WHAT TO PRODUCE:
In the data below, begin at the line that has "the snow slope" and stop after the line that has "x=487 y=248". Lay out those lines as a numbered list and leave out any blank lines.

- - - -

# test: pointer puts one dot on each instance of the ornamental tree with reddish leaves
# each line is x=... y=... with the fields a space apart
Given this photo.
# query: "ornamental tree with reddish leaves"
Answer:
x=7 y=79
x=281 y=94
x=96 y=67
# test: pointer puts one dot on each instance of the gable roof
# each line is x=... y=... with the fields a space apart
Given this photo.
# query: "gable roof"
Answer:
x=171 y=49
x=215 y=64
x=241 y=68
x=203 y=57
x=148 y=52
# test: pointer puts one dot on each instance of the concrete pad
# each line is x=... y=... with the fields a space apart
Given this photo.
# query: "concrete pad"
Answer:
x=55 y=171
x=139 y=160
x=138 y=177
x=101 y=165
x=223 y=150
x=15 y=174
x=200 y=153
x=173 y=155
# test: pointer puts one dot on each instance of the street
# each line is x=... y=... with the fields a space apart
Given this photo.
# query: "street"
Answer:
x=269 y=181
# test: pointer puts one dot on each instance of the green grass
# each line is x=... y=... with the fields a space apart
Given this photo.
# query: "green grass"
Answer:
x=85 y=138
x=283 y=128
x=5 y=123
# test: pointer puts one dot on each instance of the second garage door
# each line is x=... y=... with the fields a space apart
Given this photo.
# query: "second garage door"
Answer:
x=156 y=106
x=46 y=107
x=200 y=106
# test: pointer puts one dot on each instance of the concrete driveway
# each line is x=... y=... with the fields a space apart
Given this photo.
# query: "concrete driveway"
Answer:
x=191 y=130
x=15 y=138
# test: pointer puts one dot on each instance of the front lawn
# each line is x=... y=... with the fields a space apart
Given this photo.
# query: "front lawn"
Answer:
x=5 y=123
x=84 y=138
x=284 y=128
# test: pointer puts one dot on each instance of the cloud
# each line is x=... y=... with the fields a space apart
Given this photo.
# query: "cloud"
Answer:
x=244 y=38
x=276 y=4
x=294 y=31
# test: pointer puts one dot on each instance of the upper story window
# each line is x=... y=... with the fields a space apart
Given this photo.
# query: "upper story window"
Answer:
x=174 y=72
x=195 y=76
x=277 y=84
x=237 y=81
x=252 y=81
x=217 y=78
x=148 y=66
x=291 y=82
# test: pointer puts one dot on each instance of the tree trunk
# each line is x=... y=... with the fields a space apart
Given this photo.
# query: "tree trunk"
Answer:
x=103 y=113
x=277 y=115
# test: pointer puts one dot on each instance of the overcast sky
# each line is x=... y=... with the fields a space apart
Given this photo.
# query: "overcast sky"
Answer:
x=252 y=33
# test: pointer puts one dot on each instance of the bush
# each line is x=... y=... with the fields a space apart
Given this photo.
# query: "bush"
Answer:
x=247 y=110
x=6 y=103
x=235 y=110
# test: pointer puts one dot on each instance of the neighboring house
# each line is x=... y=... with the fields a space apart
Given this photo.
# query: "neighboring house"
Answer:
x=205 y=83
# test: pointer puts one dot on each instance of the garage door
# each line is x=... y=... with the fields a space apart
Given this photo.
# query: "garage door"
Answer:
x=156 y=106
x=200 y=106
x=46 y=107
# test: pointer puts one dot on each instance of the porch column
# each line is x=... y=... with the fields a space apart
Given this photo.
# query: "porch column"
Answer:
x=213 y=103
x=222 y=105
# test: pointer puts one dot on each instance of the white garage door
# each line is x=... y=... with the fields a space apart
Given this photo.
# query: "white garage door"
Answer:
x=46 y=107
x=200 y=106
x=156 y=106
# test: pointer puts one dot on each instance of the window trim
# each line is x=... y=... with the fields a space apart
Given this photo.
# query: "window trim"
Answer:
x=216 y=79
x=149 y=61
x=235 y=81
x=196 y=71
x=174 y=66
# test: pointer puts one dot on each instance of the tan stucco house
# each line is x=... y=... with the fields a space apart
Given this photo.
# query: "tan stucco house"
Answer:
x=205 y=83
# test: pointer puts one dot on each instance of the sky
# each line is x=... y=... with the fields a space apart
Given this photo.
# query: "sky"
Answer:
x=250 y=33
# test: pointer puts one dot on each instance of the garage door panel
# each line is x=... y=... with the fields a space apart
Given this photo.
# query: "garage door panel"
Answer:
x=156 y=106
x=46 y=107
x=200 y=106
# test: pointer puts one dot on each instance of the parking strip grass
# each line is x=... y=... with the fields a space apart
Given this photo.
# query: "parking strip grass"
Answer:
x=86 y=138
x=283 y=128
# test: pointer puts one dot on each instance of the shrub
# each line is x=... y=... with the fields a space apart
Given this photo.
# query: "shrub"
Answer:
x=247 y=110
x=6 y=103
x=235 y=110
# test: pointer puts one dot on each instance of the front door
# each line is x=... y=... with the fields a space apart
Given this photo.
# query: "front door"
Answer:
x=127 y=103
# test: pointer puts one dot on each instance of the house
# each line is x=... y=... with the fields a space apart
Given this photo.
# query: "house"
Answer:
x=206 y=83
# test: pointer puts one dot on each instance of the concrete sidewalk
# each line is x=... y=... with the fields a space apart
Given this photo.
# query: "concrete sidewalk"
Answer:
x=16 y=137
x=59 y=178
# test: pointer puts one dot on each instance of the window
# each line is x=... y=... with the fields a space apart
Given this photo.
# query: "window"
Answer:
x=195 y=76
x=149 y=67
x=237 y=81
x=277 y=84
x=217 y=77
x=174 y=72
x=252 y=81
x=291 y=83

- - - -

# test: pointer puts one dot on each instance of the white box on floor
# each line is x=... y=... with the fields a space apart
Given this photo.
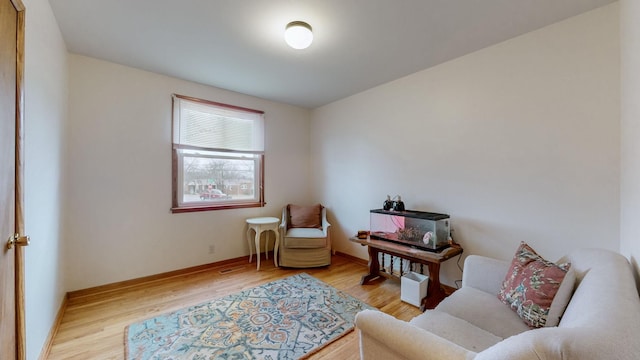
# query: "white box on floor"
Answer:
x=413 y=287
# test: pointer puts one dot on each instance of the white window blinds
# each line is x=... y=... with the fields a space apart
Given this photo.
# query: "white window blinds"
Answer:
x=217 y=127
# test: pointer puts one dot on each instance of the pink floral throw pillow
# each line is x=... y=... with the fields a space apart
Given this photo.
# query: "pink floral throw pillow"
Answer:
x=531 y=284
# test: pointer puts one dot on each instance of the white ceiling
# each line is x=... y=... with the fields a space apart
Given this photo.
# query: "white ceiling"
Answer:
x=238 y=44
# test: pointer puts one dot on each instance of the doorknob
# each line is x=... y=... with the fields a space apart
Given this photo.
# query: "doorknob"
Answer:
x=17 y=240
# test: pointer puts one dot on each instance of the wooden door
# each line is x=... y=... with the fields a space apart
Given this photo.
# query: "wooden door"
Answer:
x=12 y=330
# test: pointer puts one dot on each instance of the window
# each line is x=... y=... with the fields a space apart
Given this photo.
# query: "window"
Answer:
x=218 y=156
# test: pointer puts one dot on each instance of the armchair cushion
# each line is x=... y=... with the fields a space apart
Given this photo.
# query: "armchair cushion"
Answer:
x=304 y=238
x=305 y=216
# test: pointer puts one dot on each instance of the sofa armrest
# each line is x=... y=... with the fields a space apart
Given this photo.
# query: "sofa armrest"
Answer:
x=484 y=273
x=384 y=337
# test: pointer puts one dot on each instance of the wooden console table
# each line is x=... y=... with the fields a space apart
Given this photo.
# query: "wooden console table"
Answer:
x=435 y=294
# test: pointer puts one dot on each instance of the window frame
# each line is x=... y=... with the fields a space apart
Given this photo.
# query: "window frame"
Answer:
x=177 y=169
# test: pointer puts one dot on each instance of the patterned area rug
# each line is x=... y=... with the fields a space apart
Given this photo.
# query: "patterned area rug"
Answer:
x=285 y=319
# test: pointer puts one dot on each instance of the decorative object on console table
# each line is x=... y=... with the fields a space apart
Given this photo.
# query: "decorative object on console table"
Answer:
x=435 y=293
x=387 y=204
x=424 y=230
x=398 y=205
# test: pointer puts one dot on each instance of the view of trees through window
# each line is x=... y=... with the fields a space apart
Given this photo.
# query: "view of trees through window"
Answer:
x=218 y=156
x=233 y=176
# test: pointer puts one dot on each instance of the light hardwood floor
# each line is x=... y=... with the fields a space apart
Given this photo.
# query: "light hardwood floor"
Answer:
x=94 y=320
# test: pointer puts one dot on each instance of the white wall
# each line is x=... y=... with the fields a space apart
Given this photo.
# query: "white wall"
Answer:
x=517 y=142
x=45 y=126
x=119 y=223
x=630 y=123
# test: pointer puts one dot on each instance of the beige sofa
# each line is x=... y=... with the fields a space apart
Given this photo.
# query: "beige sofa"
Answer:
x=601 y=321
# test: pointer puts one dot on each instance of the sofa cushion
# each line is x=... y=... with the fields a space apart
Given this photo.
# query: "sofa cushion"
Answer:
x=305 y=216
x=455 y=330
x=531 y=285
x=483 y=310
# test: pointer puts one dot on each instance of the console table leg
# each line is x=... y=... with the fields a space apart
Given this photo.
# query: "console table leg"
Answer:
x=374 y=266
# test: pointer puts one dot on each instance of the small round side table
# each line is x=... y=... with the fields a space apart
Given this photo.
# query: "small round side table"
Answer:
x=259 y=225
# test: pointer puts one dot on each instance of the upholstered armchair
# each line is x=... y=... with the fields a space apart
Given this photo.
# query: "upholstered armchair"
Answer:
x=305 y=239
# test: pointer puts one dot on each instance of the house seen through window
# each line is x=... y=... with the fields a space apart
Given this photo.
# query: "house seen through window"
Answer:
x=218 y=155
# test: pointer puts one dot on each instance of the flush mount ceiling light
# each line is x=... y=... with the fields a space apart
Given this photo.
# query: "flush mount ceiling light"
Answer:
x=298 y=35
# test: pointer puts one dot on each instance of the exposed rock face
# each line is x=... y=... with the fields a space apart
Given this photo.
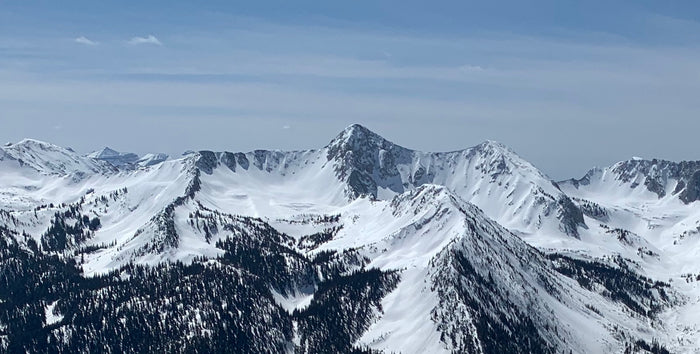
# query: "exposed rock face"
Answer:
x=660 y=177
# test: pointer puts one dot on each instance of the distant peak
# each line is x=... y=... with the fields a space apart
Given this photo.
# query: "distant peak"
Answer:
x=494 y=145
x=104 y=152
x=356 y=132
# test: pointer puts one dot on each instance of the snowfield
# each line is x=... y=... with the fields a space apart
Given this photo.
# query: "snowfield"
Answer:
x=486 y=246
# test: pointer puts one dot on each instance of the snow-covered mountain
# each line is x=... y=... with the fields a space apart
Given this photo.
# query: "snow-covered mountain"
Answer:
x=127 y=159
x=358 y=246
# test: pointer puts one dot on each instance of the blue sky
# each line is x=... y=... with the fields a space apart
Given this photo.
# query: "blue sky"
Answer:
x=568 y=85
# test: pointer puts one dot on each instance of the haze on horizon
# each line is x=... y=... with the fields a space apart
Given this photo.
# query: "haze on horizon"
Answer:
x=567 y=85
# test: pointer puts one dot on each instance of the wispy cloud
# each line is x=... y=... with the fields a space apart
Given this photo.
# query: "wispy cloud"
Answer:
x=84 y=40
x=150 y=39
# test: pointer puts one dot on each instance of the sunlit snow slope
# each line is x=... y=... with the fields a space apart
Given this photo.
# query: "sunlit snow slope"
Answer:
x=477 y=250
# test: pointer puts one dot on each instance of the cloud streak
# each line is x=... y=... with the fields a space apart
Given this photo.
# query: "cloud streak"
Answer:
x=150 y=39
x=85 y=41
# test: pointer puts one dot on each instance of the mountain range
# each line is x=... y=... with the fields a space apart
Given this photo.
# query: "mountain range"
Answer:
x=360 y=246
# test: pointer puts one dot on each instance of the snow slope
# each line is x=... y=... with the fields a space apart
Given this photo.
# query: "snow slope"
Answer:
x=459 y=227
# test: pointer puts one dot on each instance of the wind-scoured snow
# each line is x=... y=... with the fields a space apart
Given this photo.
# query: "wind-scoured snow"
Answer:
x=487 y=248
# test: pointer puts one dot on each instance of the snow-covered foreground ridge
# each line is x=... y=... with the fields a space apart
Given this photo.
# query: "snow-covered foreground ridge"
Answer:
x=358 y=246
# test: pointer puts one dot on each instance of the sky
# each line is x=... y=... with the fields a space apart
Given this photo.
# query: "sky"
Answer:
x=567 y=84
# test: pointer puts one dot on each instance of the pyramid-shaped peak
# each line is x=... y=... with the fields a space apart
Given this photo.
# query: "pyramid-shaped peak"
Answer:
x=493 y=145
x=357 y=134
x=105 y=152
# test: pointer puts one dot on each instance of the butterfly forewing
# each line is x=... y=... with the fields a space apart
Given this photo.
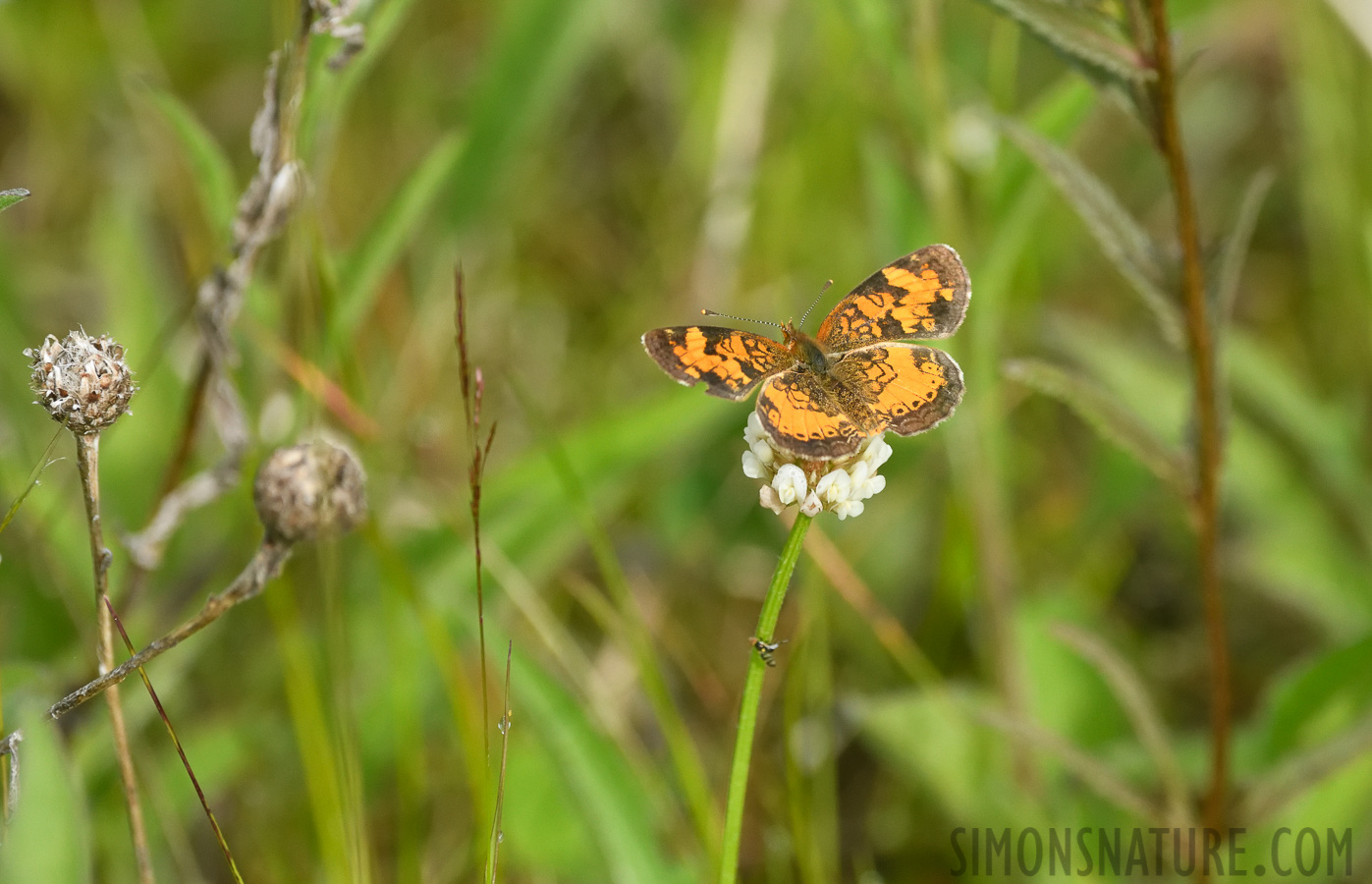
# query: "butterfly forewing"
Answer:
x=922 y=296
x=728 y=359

- - - -

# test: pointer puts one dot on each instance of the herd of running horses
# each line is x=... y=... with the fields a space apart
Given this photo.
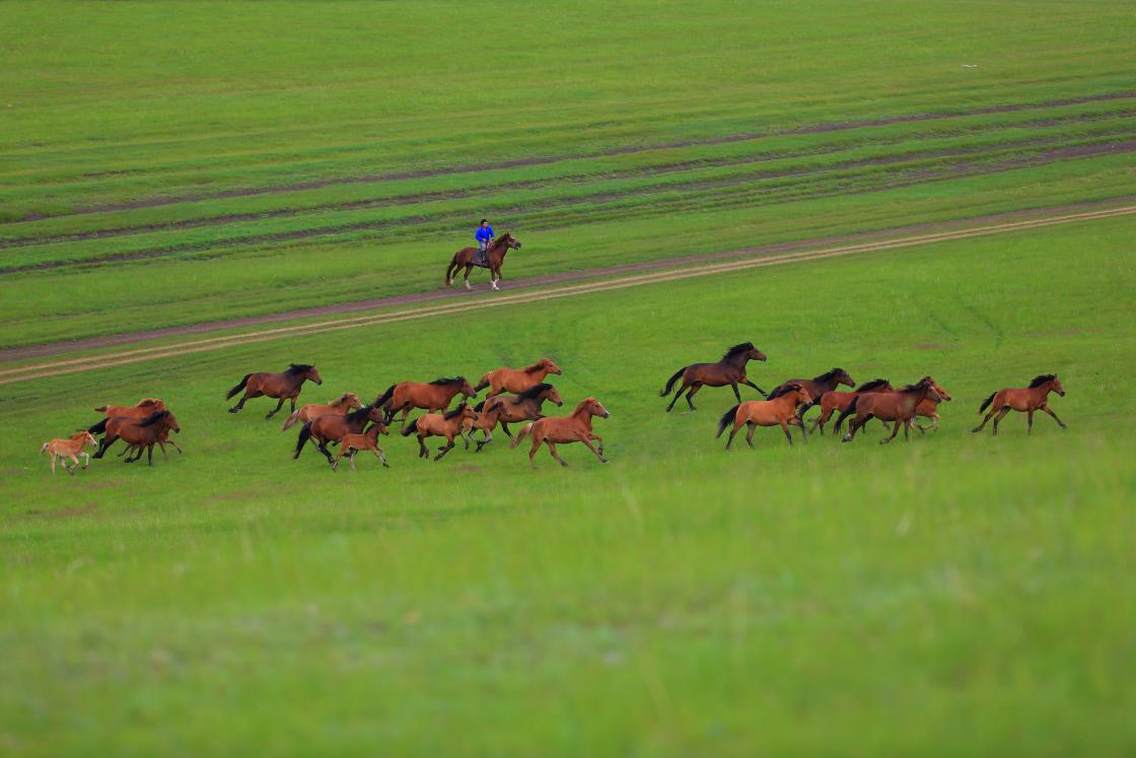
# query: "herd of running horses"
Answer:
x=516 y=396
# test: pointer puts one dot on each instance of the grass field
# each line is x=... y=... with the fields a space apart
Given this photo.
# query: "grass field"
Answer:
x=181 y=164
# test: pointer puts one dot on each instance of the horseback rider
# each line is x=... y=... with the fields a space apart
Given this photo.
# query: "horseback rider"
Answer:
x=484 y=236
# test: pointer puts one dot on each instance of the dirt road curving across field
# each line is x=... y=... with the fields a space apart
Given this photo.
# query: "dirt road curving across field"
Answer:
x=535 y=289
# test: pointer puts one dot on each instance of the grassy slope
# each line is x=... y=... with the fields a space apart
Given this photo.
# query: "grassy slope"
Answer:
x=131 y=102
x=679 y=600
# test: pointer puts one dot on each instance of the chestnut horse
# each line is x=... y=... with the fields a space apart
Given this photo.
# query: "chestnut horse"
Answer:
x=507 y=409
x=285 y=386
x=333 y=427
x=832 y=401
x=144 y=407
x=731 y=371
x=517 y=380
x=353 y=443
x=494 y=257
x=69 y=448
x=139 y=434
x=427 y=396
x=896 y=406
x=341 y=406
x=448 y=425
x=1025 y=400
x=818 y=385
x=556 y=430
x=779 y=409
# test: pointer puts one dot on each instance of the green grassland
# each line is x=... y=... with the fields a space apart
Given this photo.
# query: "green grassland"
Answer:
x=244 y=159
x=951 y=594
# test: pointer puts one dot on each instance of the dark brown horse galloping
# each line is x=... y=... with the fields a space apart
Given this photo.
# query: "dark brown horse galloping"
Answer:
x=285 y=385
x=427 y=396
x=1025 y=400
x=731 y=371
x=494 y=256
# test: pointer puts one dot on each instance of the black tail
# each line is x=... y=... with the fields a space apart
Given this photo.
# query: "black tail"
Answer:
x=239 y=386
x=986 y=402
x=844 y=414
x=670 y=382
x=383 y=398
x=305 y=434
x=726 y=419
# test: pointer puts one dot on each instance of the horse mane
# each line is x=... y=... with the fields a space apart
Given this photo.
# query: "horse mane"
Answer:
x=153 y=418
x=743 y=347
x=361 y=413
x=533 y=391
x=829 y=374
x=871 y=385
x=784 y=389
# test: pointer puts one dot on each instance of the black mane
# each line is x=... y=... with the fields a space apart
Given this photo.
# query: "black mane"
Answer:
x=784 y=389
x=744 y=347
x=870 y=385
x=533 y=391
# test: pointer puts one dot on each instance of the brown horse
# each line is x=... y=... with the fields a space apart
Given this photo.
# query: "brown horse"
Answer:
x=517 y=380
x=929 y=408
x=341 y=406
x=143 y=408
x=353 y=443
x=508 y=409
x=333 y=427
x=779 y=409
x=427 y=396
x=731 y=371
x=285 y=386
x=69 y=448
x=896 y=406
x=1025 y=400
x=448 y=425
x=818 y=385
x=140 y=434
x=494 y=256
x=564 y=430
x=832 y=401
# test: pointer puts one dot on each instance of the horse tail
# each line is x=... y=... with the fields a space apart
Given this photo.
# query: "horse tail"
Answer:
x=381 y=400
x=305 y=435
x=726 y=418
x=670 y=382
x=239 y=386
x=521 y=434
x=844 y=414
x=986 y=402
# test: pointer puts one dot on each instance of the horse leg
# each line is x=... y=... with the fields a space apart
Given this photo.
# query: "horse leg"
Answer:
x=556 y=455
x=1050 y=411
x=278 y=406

- - - -

CORRECT RESPONSE:
1. # test: pointer puts one dot on each instance of the snow slope
2. # each line is x=... y=... with the fields a space apart
3. Given this photo.
4. # query: "snow slope"
5. Answer:
6. x=459 y=227
7. # test: pointer puts one dot on each instance of the wind-scoured snow
8. # each line is x=... y=... with the fields a space apart
9. Given this photo.
10. # query: "wind-scoured snow"
11. Answer:
12. x=487 y=248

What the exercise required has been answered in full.